• Information shown:
================================
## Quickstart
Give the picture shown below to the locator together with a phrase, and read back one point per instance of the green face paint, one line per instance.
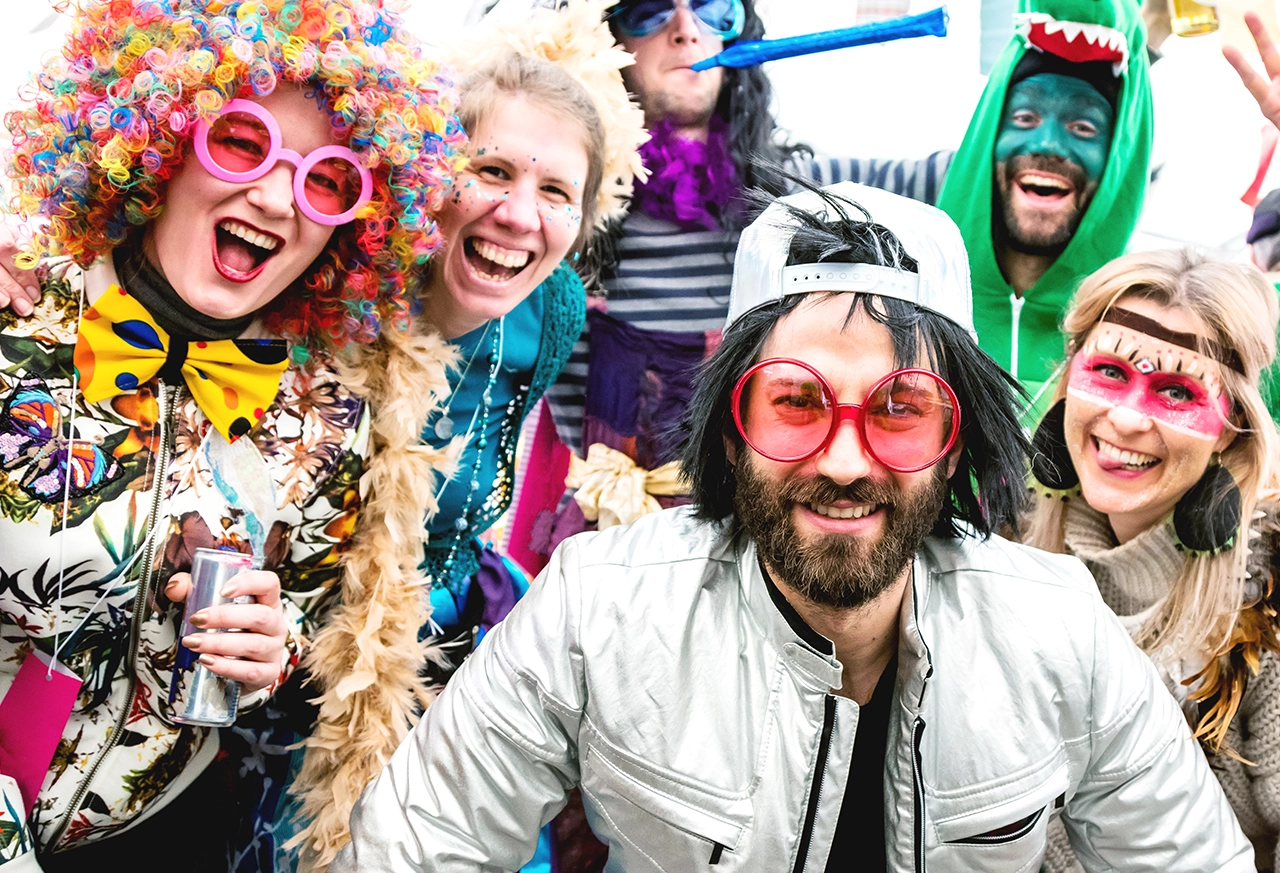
(1051, 150)
(1051, 114)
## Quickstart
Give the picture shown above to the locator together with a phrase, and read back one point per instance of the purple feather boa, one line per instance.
(693, 184)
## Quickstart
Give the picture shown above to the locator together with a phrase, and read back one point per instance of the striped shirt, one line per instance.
(672, 279)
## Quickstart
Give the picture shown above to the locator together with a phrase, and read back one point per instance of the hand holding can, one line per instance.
(225, 593)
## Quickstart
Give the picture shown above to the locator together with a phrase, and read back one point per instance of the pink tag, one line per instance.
(32, 717)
================================
• Task instructions: Copy out the listing above word for word, from start to finish, leaving out the pictures.

• Exercise answer:
## Quickstart
Give the picture shown below to the locator together with a phrase, and read back one point per instance of the green face paint, one line per instance.
(1051, 150)
(1051, 114)
## Quickstart
Give the picture shown above to the locator together with a phrase, and read back one point per instance of the purple feather boa, one line per instance.
(693, 184)
## Quickstart
Give the picture shown above to the locator together with a phrase, and read back one point per instance of the striped shirt, one line per instance.
(672, 279)
## Quickstart
Give the picture shown above to the locator together with a phrase, and read back one point per instance of the hand holding can, one line per instance.
(225, 593)
## Quickstart
Give the picture shown above to the locator together with a phrase, and read back one point per instance of the pink tag, one line per instance.
(32, 717)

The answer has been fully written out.